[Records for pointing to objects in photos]

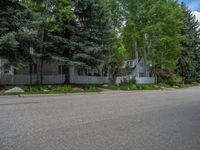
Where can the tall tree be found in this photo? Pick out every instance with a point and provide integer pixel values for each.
(153, 31)
(93, 32)
(53, 41)
(188, 64)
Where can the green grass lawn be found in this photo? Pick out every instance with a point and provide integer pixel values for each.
(64, 89)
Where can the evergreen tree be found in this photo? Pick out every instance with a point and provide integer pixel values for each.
(16, 32)
(153, 31)
(188, 64)
(93, 32)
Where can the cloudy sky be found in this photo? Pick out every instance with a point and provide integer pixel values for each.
(194, 5)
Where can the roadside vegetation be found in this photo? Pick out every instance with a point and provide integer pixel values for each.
(90, 33)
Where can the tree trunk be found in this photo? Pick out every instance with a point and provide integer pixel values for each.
(41, 64)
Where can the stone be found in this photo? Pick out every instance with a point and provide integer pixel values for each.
(14, 90)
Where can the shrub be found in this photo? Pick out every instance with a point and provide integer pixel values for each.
(62, 89)
(91, 89)
(174, 81)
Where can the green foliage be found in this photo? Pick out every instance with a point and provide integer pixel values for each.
(48, 89)
(131, 86)
(16, 31)
(153, 30)
(93, 34)
(91, 89)
(188, 64)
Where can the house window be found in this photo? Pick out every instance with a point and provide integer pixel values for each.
(60, 69)
(15, 71)
(80, 71)
(89, 72)
(141, 64)
(6, 70)
(35, 69)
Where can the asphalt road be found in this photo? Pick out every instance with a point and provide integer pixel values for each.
(149, 120)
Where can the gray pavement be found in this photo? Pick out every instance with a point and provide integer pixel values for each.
(148, 120)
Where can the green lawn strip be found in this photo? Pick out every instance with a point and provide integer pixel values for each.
(65, 89)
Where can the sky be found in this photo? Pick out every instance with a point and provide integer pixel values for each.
(194, 5)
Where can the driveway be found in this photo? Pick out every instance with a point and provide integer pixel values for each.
(148, 120)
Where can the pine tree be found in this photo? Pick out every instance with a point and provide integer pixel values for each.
(93, 33)
(16, 32)
(188, 64)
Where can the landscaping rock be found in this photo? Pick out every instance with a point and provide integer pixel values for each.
(14, 90)
(105, 85)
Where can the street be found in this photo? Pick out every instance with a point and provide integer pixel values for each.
(138, 120)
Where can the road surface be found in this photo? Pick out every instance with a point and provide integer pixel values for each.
(149, 120)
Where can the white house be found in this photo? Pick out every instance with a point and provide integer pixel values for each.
(140, 70)
(52, 74)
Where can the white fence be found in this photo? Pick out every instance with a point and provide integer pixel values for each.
(139, 80)
(25, 79)
(89, 80)
(50, 79)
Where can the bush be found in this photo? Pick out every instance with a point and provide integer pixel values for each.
(91, 89)
(174, 81)
(62, 89)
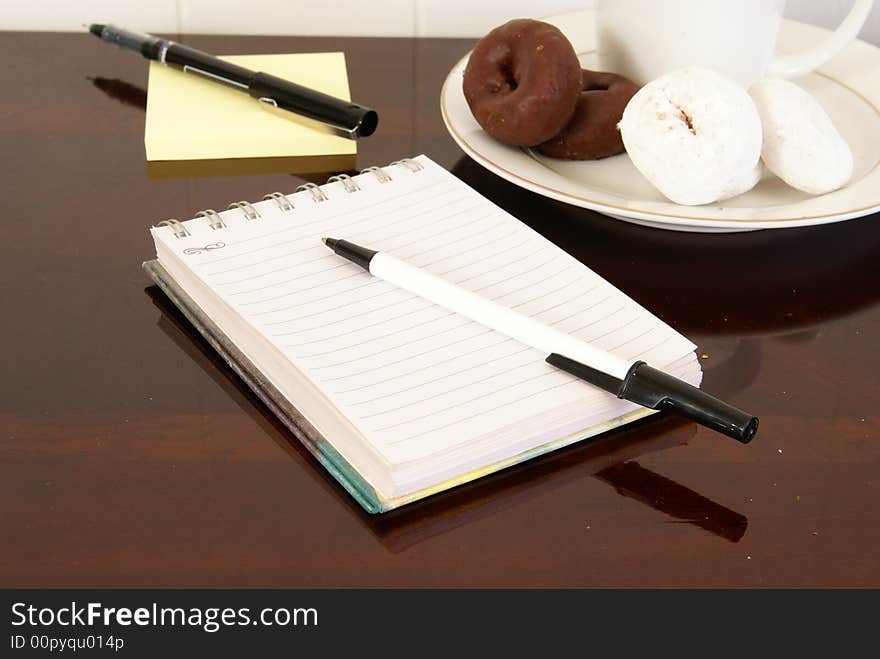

**Directions**
Return each line of the items that contains the word "white". Letter case counts.

**Full solution**
Where can the white house be found in this photo? Pick out every instance with a point and provide integer pixel values for each.
Where can the white fence be found in this photo? Pick out every instance with a point and provide integer pixel values for each.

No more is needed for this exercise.